Stored records
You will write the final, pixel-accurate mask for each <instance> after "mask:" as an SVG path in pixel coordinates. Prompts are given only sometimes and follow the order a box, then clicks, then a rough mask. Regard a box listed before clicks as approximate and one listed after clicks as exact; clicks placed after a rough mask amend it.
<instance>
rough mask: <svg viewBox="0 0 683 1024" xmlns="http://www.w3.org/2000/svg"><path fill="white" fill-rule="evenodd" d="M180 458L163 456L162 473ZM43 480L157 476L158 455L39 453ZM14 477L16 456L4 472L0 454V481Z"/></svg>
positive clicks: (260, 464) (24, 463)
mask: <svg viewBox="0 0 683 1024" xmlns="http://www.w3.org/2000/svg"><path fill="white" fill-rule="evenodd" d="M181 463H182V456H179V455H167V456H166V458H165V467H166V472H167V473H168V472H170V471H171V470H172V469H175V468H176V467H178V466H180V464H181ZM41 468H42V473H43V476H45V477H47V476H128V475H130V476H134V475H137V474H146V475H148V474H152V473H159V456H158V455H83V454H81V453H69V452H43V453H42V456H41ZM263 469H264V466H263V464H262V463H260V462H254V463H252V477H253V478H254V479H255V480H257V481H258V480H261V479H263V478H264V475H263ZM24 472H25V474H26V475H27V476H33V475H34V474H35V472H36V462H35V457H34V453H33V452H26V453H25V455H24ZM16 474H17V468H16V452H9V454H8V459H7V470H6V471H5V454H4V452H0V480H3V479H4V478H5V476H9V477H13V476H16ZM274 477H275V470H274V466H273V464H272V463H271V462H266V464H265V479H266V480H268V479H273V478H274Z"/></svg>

What this task involves: Bring together all lines of the entries above in which the string "instance" occurs.

Response to this exercise:
You will write the final, pixel-accurate mask for each <instance> after "mask:" as an SVG path in pixel coordinates. Prompts are given only sometimes and follow the order a box, then clicks, then a rough mask. Regard a box listed before clicks as approximate and one listed after clicks as exact; clicks placed after a rough mask amend it.
<instance>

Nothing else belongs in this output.